▶ _Exercise material_
=======

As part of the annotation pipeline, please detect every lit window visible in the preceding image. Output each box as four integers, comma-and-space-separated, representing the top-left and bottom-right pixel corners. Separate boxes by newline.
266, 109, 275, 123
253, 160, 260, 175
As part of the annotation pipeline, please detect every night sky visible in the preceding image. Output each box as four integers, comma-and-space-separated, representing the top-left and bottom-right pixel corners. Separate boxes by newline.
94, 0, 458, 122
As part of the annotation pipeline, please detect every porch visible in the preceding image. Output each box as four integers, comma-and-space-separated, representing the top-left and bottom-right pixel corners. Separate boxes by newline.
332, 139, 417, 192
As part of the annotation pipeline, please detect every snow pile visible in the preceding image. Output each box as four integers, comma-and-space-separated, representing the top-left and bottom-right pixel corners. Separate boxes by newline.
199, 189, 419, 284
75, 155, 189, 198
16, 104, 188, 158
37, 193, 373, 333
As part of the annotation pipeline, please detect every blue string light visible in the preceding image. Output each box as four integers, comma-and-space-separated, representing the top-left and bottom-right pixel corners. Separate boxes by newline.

=======

▶ _Direction_
Scale the box coordinates in the answers by 1.1 and round each to the nearest whole number, with halves rounded up. Begin at the line that has "As part of the annotation pipeline, please detect every snow", stop at the end of the records, and reproduce every line in that span, requests included, with nothing else.

▶ _Exercise response_
As part of the annotation pipeline, please detect every snow pile visible in the preceding image. Output each box as four integers, comma-and-space-separated, representing the top-left and bottom-right pixel corners. Separate boxes by newline.
219, 208, 461, 312
83, 171, 208, 218
18, 114, 207, 174
41, 212, 410, 366
As part of the annotation pipeline, please detect every blue string light visible in the preceding image. Output each box as four integers, comma-and-space-separated, representing the top-left and bottom-right pixel corners. Separate boxes by newline.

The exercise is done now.